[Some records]

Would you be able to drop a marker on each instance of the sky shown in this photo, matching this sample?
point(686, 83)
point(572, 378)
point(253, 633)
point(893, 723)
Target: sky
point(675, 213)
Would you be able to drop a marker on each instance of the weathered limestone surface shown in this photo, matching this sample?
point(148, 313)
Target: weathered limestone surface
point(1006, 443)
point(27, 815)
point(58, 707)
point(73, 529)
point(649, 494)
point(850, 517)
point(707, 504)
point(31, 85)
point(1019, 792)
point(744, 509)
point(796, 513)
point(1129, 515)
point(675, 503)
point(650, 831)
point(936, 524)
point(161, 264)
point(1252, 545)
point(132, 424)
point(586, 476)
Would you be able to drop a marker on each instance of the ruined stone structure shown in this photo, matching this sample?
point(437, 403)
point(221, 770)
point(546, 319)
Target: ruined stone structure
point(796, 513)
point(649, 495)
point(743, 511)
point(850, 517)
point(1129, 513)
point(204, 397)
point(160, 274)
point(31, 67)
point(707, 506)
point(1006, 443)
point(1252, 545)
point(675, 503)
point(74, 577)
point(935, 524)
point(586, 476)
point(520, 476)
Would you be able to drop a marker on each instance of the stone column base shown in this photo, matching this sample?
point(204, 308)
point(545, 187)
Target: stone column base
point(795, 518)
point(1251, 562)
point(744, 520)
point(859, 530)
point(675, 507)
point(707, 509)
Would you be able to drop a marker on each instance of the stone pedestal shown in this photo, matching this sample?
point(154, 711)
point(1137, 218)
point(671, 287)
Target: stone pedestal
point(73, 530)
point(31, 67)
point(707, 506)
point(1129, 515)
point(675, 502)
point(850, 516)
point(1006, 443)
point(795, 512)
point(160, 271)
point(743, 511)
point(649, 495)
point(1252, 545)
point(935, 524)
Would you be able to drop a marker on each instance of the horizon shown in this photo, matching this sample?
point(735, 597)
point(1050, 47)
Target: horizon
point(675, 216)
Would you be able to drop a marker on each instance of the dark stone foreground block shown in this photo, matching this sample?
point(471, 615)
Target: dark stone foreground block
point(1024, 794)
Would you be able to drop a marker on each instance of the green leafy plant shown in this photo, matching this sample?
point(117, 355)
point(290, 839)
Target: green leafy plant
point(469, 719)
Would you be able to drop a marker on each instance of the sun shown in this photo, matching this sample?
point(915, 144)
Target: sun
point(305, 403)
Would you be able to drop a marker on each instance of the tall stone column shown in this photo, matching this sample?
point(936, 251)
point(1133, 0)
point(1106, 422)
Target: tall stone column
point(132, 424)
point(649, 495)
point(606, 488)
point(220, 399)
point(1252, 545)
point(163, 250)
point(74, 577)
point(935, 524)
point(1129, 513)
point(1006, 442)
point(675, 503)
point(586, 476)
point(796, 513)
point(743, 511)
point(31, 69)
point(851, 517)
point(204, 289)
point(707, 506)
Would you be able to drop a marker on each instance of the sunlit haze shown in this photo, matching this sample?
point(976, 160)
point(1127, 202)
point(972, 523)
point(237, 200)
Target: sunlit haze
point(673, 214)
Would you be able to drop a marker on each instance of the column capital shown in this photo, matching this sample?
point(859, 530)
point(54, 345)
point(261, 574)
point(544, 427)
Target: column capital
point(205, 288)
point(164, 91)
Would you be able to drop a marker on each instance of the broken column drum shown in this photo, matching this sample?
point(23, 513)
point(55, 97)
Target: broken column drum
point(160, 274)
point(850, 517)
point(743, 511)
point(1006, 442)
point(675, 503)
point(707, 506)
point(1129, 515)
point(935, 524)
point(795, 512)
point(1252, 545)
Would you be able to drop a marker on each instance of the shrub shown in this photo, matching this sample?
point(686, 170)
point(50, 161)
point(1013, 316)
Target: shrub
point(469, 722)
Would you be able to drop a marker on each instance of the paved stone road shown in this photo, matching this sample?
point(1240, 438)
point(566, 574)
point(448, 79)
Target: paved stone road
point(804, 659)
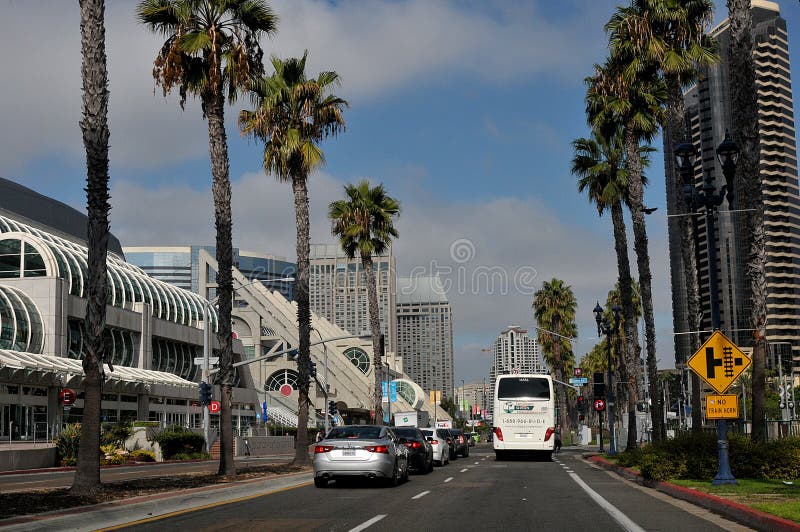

> **Task**: Recast everything from the line containing "shrub shown in this photo, matching this sample?" down to the line containing "point(469, 722)", both included, as a JSON list of strings with one string per line and blank lines omitted.

> **Task response**:
[
  "Would you be able to drop a marker on each instance of the shrub shown in this photo, matching this sample?",
  "point(686, 170)",
  "point(50, 161)",
  "point(1013, 316)",
  "Target: shrub",
  "point(469, 722)"
]